WHAT YOU HAVE TO DO: Find the line with "form | this". Transcribe it and each later line of the data exactly, up to and including the last.

(Stored data entries)
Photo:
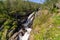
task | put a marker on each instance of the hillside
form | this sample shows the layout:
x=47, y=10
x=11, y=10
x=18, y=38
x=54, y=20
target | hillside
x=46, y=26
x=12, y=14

RESULT FOR THIS EXERCISE:
form | this sample shows the layout:
x=47, y=10
x=11, y=10
x=18, y=38
x=54, y=20
target | hillside
x=46, y=26
x=12, y=14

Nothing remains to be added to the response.